### Task instructions
The records below are to be repeated exactly, and their pictures left out.

### Provided records
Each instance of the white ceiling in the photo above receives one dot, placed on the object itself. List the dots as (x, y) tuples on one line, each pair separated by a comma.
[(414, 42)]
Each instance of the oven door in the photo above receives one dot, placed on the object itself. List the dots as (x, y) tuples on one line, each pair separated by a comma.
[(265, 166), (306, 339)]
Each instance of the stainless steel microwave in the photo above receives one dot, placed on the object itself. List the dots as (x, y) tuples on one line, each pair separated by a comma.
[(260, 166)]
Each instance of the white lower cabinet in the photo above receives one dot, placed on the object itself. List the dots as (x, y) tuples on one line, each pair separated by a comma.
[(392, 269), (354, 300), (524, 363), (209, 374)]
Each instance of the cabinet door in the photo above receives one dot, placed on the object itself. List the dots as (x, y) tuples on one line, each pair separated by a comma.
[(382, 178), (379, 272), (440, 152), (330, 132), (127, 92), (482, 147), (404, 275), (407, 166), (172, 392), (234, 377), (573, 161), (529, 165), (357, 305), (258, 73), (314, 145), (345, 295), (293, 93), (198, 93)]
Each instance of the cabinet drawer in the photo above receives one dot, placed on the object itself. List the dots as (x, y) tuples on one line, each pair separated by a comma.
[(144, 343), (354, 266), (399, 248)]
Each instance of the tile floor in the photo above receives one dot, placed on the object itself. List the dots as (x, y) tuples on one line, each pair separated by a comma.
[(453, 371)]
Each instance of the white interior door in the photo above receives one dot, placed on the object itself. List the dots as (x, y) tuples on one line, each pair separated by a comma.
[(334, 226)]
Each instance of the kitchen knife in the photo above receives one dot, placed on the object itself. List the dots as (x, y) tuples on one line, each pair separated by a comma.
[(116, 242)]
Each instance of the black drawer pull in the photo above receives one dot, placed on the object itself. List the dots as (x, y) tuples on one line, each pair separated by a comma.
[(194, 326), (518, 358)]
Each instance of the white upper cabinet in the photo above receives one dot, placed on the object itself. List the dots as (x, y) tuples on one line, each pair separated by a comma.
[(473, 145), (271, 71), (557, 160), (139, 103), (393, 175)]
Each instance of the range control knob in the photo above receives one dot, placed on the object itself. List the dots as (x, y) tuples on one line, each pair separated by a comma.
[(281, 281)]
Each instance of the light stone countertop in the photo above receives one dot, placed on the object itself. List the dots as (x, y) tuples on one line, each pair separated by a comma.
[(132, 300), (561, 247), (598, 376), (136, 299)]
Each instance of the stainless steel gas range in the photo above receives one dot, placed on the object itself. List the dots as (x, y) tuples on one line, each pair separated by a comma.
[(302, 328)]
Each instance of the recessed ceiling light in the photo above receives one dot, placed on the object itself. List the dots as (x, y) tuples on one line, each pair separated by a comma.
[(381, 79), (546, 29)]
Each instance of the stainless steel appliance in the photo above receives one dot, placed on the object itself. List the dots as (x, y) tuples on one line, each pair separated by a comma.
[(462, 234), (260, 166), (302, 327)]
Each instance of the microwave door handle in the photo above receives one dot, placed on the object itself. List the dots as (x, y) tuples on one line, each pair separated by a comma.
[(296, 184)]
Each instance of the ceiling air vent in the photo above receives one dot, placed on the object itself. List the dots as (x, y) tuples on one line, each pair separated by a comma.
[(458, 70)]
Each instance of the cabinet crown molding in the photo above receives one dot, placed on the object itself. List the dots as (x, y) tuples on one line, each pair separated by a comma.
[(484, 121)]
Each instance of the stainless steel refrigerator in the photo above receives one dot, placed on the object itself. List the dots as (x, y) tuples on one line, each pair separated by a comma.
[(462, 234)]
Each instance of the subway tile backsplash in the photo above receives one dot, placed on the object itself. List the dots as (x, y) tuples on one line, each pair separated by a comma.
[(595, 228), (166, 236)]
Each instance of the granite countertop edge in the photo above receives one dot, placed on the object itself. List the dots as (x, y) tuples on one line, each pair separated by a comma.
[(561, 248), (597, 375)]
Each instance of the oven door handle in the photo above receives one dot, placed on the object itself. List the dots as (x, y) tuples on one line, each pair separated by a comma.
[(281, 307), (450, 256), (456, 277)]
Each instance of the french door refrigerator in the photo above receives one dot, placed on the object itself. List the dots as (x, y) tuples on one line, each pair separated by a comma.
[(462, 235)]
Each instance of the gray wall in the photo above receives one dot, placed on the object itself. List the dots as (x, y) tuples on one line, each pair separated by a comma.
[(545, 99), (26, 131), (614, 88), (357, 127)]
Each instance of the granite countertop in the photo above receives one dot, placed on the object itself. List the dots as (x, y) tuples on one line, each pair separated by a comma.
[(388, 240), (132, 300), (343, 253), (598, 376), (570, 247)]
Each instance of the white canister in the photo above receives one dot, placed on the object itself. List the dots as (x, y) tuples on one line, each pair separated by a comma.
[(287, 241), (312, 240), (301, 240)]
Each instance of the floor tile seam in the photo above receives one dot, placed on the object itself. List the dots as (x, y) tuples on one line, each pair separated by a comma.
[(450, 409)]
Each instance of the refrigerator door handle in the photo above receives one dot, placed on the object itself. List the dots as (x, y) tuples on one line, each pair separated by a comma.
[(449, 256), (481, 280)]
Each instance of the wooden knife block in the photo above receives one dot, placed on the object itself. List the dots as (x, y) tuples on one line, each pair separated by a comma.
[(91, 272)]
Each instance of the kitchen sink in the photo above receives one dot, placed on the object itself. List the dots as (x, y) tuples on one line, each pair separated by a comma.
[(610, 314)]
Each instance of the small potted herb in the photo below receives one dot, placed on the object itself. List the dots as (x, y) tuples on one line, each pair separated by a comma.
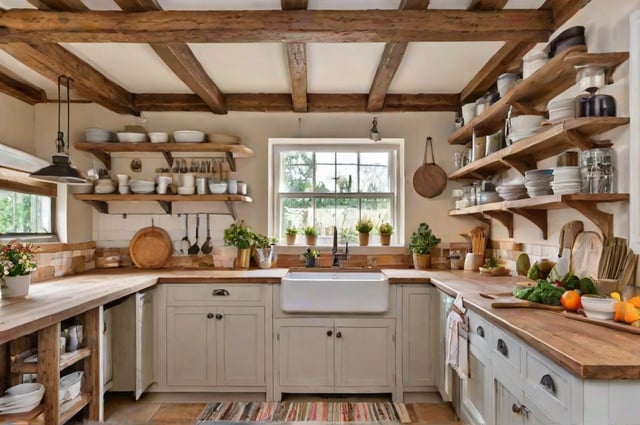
[(311, 235), (385, 229), (364, 226)]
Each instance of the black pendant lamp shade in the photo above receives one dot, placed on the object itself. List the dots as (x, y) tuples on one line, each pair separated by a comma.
[(61, 170)]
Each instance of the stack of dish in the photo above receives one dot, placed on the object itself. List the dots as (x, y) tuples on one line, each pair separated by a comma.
[(566, 180), (538, 182), (511, 192), (142, 186), (98, 135), (21, 398)]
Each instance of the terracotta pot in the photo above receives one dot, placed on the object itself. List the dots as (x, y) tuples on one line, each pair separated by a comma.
[(421, 261), (363, 238), (15, 286)]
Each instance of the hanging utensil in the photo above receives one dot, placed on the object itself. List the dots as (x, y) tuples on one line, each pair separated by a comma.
[(429, 180), (194, 249), (185, 243), (207, 247)]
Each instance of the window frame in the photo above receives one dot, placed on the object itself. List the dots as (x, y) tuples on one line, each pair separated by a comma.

### Answer to the problem
Each instance of the white ceiling in the photo above receives one dot, placed on the object itself. List the dots as (x, y) tuples on one line, each pair separated by a comma.
[(414, 42)]
Each instance of the oven door in the photo above receives one dot, placed on the object itself. List the dots as (x, y) tuples on one line, each pair separated by a comma.
[(265, 166), (306, 339)]
Each instance of the stainless steel microwave in the photo above receives one dot, placed on the object itself. List the dots as (x, y) tuples on one line, each pair separated by a comma.
[(260, 166)]
Each instance of the white lower cabinet in the photo above receives one dot, placed on the object itself. List the dots as (x, y) tuples on one line, each pair separated by a comma.
[(392, 269), (354, 300), (524, 363), (209, 374)]
Each instance of the cabinet door in the photo above receives one dot, placed on the object itself. List the dots as (x, y) tuples on one line, each pair separated by a comma.
[(382, 178), (379, 272), (440, 152), (330, 132), (127, 92), (482, 147), (404, 275), (407, 166), (172, 392), (234, 377), (573, 161), (529, 165), (357, 305), (258, 73), (314, 145), (345, 295), (293, 93), (198, 93)]
Each instance of the cabinet drawer in the photo above receives one dot, placed on the object itself. List the dots as (x, y) tuples on one line, each pair separated by a comma.
[(144, 343), (354, 266), (399, 248)]
Each instance of the tile floor in the photo above receives one dot, placed on the object itself. List the dots as (x, y) tuples on one line, each pair separated by a comma.
[(453, 371)]
Each instance of the white interior door in the photo above receives one dot, placed on the object itself. List the dots as (x, y) tuples on one line, each pair separated by a comma.
[(334, 226)]
Each instance of the kitchen knife in the photo above receives one dot, placed on the object itself. List the dots as (x, y) tuples on one line, each pair separated by a comma.
[(116, 242)]
Each instance of the black drawer pull in the photo above receives one dot, placed on the object itself. List the dots as (x, y) tuples on one line, each pair separated by a comma.
[(194, 326), (518, 358)]
Each instance of the white upper cabinet in the photo above receives one dot, placed on the object itself. List the dots as (x, y) tuples on one line, each pair separated by a comma.
[(473, 145), (271, 71), (557, 160), (139, 103), (393, 175)]
Each instance of the range control knob in the photo above receives one dot, placed on the object itself. List the dots as (x, y) tuples on one line, each pair separated by a comma.
[(281, 281)]
Each instance of the light stone countertop in the photo above receives one dot, placed on the object itself. List the dots as (x, y) tuples on one line, each pair separated by a comma.
[(132, 300), (561, 247), (598, 376), (136, 299)]
Each instance of the stainless steel gas range in the photo above receives one dot, placed on the object itself. List the dots as (x, y) tuples on one line, each pair separated by a comma.
[(302, 328)]
Each instance of the recessed ceiling light in the photo above receives one dot, placed on the object itself. List the dots as (x, y) tuples on one line, each pair separated by a comma.
[(381, 79), (546, 29)]
Each instance of the stainless steel appliance in the photo above receives one dot, placed on the object itself. List the dots as (x, y) tuples on one line, each pair separated by a comma.
[(462, 234), (260, 166), (302, 327)]
Each instance of the microwave door handle in the photo above receives one dot, placed on the object itself. List the dots as (x, y) tuples on one line, each pair separated by a comma.
[(296, 184)]
Each instance of the ceiling air vent in the photo above receives one dot, placed on the object itself. List the dots as (x, y) tuples on one line, each pair separated by a comma.
[(458, 70)]
Each instance of the cabinet crown molding in the photo above receives one dot, placed on the object itself. List the dots as (x, y) tuples on one line, each pair separated by a comma.
[(484, 121)]
Each instance of the stainless steel refrigerator in the photo above receives one dot, placed on the object itself. List the dots as (x, y) tuples on one line, each pair separated by a comma.
[(462, 234)]
Each instance of the subway tile backsplash in the photo above receives one dot, placed on the object itself. List the dots as (x, y) tuples on one line, each pair separated by a comma.
[(595, 228), (166, 236)]
Each instance of the granite countertop edge in the photo above receives one dot, placed on the object itself. List the dots as (x, y) tuples on one line, each pair separated by a comma.
[(561, 248), (597, 375)]
Each instance of the oven door handle in the photo above receives one dot, placed on the object itself. List the dots as (x, y) tuples on one line, each pair separated by a comma.
[(281, 307), (450, 256), (456, 277)]
Each instance of the french door refrigerator in the photo above receives one dot, placed on the object itself. List the dots as (x, y) tuples on one line, each pair separated by a comma.
[(462, 235)]
Each instance of the gray wall in the photo above receives one dot, placed on the object itself. List the dots as (x, y) tuples on one line, each pair separated by a comma.
[(545, 99), (26, 131), (614, 88), (357, 127)]
Each instance of the granite countertop in the photo above receives one dot, placed on the object itself. List the dots as (x, y) tuples on one line, each pair separated by a comma.
[(388, 240), (132, 300), (343, 253), (598, 376), (570, 247)]
Each instance of the white canister in the photo above receives one dot, placed on the object itself. List the dots as (x, y) tuples on one line, each pair separated by a comma.
[(287, 241), (312, 240), (301, 240)]
Each instance of the floor tile seam in the photo above receives one dot, placed on the object itself. List the dots as (x, y) tuples on one line, each pair separated by a comma.
[(450, 409)]
Each instance of the refrigerator door handle in the photo above receives one dot, placed on the object itself. List the dots as (x, y) tuples on one line, each pair separated by a comma.
[(449, 256), (481, 280)]
Each instance of the wooden knife block in the photo above receives one dot, placed on the object itself. List the dots as (x, y) tuples on one line, each pair separated by a comma.
[(91, 272)]
Each instance of the kitchen sink in the photo above receives one dot, placed on the object itself. List the dots as (x, y) tuples on one line, each pair separated by a comma.
[(610, 314)]
Each instance of the small potted herb in the photo below receives one dot, placed on the object itself. List the dots as (x, y) tuples on one line, each pair separated by a comma.
[(311, 235), (385, 229), (364, 226)]
Each instance of the black pendant lamp shade in the photo above receives one dot, placed on the object itself. List the dots as (x, y) tuples on one line, each pair separated by a comma.
[(61, 170)]
Each instance of the stack of dish in the photo above receives one dot, placed on the object itself. List the dots as (x, y) tuples on one line, each pair separated by a comma.
[(566, 180), (538, 182), (511, 192), (142, 186), (98, 135), (21, 398)]
Each instance of the terracotta pot in the photo above receives one dot, placed on the object itself. List the dots as (x, y) tuples on one line, each pair separated by a comma.
[(421, 261), (363, 238), (15, 286)]
Each instance of the hanging utensil in the photo above receives one dot, placed on the object itself. List the dots as (x, y) tuples on one line, each pair separated by a comma.
[(429, 180), (194, 249), (185, 243), (207, 247)]
Each instance of the window frame in the photo above receives one dot, placed on the object itself. List the dots as (x, y) tuples on one line, each pair separated by a comma.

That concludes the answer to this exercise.